Exercise instructions ::
Answer these questions from the text on human security in South Asia:
(a) Which two bodies jointly organized the regional discussion meeting?
(b) According to conventional wisdom, what is the most important actor in the international system?
(c) What do discussants say the largely reactive response across the region has resulted in?

Text ::
++++++++++
Human Security in South Asia
Solidarity and a single spirit of human rights to protect this region
A far-reaching plan of action on national and human security issues has been adopted following a two-day regional discussion meeting on 'Security and Law: South Asian Perspective', organised jointly by Odhikar and the South Asian Network against Torture and Impunity (SANTI). New breeds of threats to security are rapidly emerging during the twenty-first century and the challenge of maintaining a balance between national and individual security is becoming an increasingly difficult task for states across the region. The rights of the individual must be fully protected and proposals were therefore made for understandings to be reached on the conceptual scope of the notion 'security', analysis of legal frameworks in the security and human rights context, improved multilateral cooperation and networking and new advocacy and awareness-raising initiatives.
The aggressive approach taken by states in the post-9/11 era, partly in response to UN Security Council resolutions, is having a profound impact on the protection of the rights of individuals. Discussants at the meeting highlighted how terrorists have effectively set the agenda on recent national security issues and the largely reactive response being taken across the region has resulted in numerous disproportionate security measures being implemented. Although conventional wisdom suggests that the state is the most important actor in the international system, it is clear that a secure state does not necessarily mean secure citizens as security laws often result in consideration of the impact of measures on the individual being sidelined.
++++++++++
Extracted material ::

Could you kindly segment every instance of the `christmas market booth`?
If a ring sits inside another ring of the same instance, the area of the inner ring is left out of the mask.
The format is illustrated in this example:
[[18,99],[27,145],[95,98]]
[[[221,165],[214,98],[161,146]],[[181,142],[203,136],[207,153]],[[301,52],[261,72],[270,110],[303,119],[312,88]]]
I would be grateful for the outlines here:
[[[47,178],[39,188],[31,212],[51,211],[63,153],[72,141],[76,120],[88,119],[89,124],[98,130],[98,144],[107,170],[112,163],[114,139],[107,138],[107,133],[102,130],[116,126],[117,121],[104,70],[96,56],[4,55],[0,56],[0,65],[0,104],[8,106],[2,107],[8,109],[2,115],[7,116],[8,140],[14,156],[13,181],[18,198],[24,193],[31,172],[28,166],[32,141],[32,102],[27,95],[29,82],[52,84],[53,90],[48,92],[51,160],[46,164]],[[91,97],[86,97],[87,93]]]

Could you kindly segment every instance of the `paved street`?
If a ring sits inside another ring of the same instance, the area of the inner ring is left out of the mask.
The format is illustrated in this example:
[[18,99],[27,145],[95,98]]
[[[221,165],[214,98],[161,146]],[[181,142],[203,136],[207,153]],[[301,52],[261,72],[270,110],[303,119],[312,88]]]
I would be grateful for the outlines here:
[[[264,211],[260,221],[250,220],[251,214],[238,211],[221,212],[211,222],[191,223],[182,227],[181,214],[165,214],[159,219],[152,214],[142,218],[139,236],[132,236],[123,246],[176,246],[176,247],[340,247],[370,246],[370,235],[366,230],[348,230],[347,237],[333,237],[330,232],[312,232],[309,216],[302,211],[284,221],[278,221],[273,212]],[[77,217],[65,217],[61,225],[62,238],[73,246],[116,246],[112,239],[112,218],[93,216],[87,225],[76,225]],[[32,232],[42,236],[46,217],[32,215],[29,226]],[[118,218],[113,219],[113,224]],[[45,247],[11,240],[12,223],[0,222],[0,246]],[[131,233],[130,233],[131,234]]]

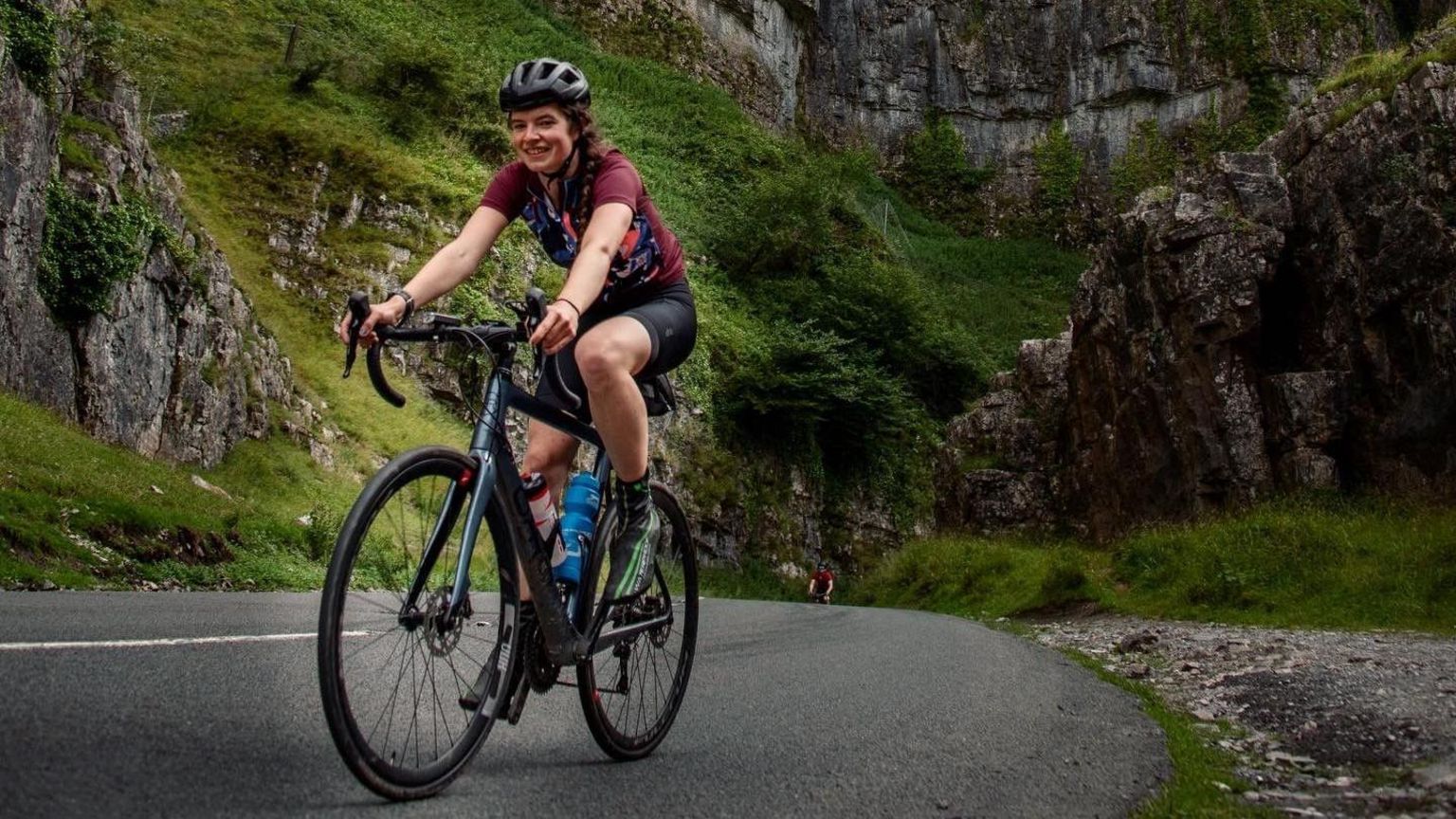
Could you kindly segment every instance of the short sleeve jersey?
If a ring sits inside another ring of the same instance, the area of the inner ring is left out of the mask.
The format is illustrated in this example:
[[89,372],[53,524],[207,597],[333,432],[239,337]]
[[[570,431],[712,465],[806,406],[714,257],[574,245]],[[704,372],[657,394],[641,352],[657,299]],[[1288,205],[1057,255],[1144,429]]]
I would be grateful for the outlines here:
[[[558,211],[540,178],[517,160],[491,179],[480,205],[505,214],[508,220],[517,216],[524,219],[552,261],[571,267],[581,239],[571,217],[581,197],[581,181],[562,179],[562,208]],[[662,224],[642,178],[622,152],[612,150],[601,157],[591,200],[593,210],[609,203],[632,208],[632,224],[612,258],[600,303],[635,302],[683,280],[683,249],[677,236]]]

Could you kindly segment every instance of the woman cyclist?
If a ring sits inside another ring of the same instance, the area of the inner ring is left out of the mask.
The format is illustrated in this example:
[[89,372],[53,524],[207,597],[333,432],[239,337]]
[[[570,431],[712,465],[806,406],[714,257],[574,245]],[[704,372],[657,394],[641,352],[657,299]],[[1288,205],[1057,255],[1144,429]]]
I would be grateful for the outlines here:
[[[515,162],[491,179],[454,240],[402,290],[370,306],[360,338],[371,344],[376,325],[408,321],[416,305],[453,290],[475,273],[505,226],[523,217],[546,254],[568,268],[530,341],[556,356],[563,383],[585,405],[568,407],[549,379],[540,379],[536,395],[596,420],[626,506],[606,595],[630,597],[652,579],[660,529],[648,488],[646,407],[635,379],[665,373],[693,350],[697,312],[683,252],[636,169],[597,133],[579,68],[527,60],[507,74],[499,101]],[[347,318],[339,337],[348,340]],[[523,466],[540,472],[553,495],[565,487],[575,453],[575,439],[530,423]]]

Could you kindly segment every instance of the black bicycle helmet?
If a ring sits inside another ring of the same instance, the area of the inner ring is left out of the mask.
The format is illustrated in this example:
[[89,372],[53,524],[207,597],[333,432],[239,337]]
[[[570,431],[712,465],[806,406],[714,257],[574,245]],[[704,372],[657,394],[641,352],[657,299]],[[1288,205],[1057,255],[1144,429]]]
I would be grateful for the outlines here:
[[542,57],[515,66],[501,83],[501,111],[520,111],[550,102],[591,105],[587,74],[571,63]]

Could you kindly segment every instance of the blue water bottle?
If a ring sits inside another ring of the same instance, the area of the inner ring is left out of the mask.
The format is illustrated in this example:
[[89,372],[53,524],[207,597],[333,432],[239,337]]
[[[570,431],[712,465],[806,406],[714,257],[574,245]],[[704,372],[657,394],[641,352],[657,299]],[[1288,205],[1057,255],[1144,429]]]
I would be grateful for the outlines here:
[[566,482],[566,493],[561,498],[561,535],[566,542],[566,560],[552,567],[552,577],[558,583],[581,583],[581,564],[591,548],[600,503],[601,485],[591,472],[577,472]]

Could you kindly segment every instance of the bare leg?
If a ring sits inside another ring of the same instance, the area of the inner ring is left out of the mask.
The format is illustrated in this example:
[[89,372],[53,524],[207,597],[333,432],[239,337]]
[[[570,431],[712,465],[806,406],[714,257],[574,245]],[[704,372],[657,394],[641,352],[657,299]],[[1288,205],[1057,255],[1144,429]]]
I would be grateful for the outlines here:
[[610,318],[577,341],[577,367],[591,399],[591,420],[617,477],[646,472],[646,404],[632,376],[652,356],[652,338],[632,316]]

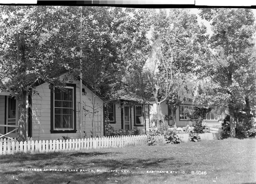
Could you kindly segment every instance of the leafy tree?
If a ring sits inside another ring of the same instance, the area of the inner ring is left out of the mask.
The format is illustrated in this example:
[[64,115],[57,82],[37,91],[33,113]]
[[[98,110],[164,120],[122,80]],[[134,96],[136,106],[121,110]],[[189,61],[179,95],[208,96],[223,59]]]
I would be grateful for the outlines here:
[[68,50],[74,18],[67,7],[1,6],[0,89],[18,103],[18,140],[25,141],[26,98],[42,80],[60,84],[55,75],[73,67]]
[[255,80],[248,80],[249,76],[255,76],[250,69],[255,62],[251,50],[255,31],[254,15],[249,9],[206,9],[201,10],[200,16],[210,21],[213,32],[208,59],[201,65],[201,76],[208,77],[212,84],[205,95],[211,99],[206,101],[228,109],[230,136],[234,137],[235,112],[244,106],[245,97],[246,101],[255,91]]
[[172,96],[175,97],[174,104],[179,101],[177,94],[181,86],[176,84],[185,81],[186,73],[196,72],[207,35],[197,16],[186,9],[160,10],[155,12],[152,22],[153,44],[147,73],[159,123],[161,103]]

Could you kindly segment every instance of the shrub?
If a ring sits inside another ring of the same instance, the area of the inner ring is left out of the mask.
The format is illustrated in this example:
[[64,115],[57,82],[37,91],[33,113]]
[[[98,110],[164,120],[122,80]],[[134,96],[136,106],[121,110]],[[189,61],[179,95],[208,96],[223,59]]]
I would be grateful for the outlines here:
[[256,128],[250,128],[246,132],[247,138],[256,138]]
[[242,139],[246,138],[247,130],[243,126],[238,126],[236,128],[236,137]]
[[142,134],[142,131],[137,127],[130,130],[119,129],[115,130],[110,124],[105,126],[105,136],[121,136],[128,135],[140,135]]
[[160,135],[164,136],[165,143],[179,144],[181,142],[176,132],[170,128],[167,128],[162,132],[156,128],[150,128],[149,131],[147,132],[147,144],[149,146],[156,145],[157,141],[154,136]]
[[148,146],[154,146],[157,144],[156,139],[154,136],[160,135],[160,132],[157,129],[150,128],[147,132],[147,138],[146,140],[146,144]]
[[229,115],[227,115],[221,124],[222,128],[223,130],[222,135],[222,139],[226,139],[230,136],[230,125],[229,124]]
[[198,142],[201,140],[200,137],[198,133],[190,132],[189,134],[189,141],[191,142]]
[[176,132],[170,129],[163,132],[162,134],[164,136],[165,143],[179,144],[181,142]]

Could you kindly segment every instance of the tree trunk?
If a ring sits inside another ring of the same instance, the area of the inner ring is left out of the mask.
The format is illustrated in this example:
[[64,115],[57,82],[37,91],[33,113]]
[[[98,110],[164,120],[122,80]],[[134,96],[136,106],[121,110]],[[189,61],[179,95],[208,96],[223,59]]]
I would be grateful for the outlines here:
[[[22,6],[22,9],[24,9],[24,6]],[[23,13],[22,12],[20,16],[23,16]],[[19,35],[19,37],[18,36]],[[24,80],[26,80],[26,63],[25,59],[25,31],[24,29],[22,30],[19,35],[18,35],[18,54],[17,60],[21,61],[21,65],[18,71],[18,75],[19,76],[24,77]],[[19,56],[20,54],[21,56]],[[27,92],[25,89],[24,83],[19,81],[19,93],[17,95],[17,100],[18,104],[18,133],[17,140],[18,141],[23,141],[27,139],[26,134],[26,96]]]
[[234,121],[234,110],[232,104],[229,104],[228,110],[229,111],[230,116],[229,123],[230,125],[230,137],[234,138],[236,137],[236,126]]
[[175,128],[177,128],[177,124],[176,124],[176,110],[177,108],[173,108],[173,119],[174,119],[174,127]]
[[146,134],[146,108],[145,108],[145,101],[143,100],[143,113],[144,113],[144,116],[143,116],[143,117],[144,117],[144,125],[145,126],[145,134]]
[[18,104],[18,141],[23,141],[27,139],[26,133],[26,91],[23,90],[17,96]]
[[161,126],[161,104],[158,101],[157,103],[157,128],[159,128]]
[[244,110],[246,112],[247,118],[249,119],[251,116],[251,108],[250,107],[249,96],[248,95],[245,96],[244,99],[245,100],[245,108],[244,109]]

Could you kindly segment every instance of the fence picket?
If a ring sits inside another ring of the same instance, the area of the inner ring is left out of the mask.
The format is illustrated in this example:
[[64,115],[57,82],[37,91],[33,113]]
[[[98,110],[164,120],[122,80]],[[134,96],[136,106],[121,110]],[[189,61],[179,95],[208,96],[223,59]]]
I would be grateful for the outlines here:
[[[199,134],[199,136],[202,140],[213,140],[220,138],[220,132],[206,133]],[[188,134],[178,134],[178,136],[182,142],[188,142]],[[153,137],[159,142],[165,142],[163,135]],[[15,139],[0,139],[0,155],[14,154],[14,153],[28,152],[34,153],[49,152],[65,150],[80,150],[83,149],[99,149],[103,148],[119,148],[128,145],[140,145],[146,144],[147,136],[122,136],[120,137],[102,137],[88,139],[77,139],[60,140],[43,140],[34,142],[32,138],[28,139],[27,141],[18,142]]]
[[66,150],[70,150],[69,149],[69,141],[70,141],[70,140],[67,140],[66,141]]
[[1,142],[1,140],[0,140],[0,155],[2,155],[3,154],[3,142]]
[[10,141],[7,142],[7,154],[11,154],[11,142]]
[[49,142],[49,151],[51,152],[51,151],[52,151],[52,140],[50,140],[50,141]]
[[[5,149],[5,148],[4,148],[4,149]],[[19,151],[21,152],[23,152],[23,142],[22,141],[19,142]]]

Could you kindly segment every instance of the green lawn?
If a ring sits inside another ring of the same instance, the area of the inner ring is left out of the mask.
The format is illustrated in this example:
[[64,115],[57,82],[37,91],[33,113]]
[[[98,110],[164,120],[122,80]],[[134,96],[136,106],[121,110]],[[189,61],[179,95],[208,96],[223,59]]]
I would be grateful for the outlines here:
[[255,139],[228,139],[5,155],[0,156],[0,183],[256,183],[255,153]]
++++++++++
Solution to the problem ::
(a) Odhikar and the South Asian Network against Torture and Impunity (SANTI).
(b) The state.
(c) Numerous disproportionate security measures being implemented.